*Exercise description*:
Please quote, word for word, the lines below starting with the line that contains "Place one keypoint per instance of the sunset" and going on through the last line.
::::::
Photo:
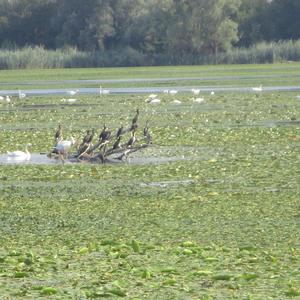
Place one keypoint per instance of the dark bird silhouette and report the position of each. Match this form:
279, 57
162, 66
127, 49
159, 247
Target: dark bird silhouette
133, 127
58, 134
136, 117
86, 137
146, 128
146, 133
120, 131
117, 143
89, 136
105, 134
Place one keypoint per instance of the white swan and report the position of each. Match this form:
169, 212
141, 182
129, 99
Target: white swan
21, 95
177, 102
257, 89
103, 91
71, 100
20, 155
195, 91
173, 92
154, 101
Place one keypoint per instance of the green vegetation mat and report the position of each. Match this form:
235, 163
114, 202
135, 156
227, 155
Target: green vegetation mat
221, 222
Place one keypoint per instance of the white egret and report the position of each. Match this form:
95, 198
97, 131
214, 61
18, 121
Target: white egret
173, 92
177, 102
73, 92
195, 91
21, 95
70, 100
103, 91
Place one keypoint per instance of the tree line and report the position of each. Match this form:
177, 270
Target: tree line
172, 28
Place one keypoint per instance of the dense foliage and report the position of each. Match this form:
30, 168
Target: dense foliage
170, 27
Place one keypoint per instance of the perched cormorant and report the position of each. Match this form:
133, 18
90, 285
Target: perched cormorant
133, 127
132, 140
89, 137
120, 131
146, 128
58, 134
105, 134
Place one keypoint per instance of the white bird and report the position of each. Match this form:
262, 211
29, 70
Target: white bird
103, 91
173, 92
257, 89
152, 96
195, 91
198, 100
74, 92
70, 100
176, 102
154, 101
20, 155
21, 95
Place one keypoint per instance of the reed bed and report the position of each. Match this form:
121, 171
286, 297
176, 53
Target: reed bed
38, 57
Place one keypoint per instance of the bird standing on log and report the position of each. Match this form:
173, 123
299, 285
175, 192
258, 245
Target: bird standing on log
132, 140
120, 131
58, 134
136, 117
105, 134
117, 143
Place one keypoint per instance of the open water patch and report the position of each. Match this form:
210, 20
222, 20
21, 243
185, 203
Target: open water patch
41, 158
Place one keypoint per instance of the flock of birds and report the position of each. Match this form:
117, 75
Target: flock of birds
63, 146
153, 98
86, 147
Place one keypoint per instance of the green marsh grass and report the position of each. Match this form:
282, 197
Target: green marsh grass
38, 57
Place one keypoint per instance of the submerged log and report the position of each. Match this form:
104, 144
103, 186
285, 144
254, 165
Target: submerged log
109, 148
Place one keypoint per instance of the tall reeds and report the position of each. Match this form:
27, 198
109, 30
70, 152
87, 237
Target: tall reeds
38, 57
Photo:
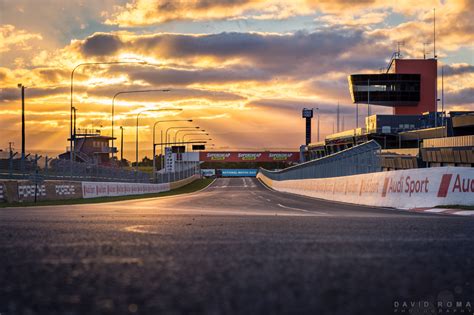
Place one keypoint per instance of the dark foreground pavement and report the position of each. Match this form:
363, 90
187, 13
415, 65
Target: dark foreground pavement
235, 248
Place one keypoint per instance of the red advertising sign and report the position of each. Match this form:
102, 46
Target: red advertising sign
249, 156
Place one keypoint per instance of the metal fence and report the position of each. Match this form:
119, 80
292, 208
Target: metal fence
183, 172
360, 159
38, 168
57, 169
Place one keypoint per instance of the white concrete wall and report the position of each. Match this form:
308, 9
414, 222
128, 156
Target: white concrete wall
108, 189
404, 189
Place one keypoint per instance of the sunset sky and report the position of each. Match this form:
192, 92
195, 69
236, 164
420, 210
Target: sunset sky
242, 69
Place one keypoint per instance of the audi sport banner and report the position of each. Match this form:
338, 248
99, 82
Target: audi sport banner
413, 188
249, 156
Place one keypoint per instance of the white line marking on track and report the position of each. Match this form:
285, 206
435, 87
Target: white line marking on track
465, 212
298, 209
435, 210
::::::
*Answer to the problem*:
Place one keypoint per instance of the sunset sky and report the position of each. Match this form:
192, 92
195, 69
236, 164
420, 210
Target: sunset sky
242, 69
Place one keypoint per instance of the audi sport banner and report the position of each. Match this form:
338, 248
99, 82
Target: audi sport banner
413, 188
249, 156
Place one keypoint per instance of the white line marking on track and report the position of each. Match this form:
285, 206
435, 87
Target: white line marking on track
465, 212
298, 209
435, 210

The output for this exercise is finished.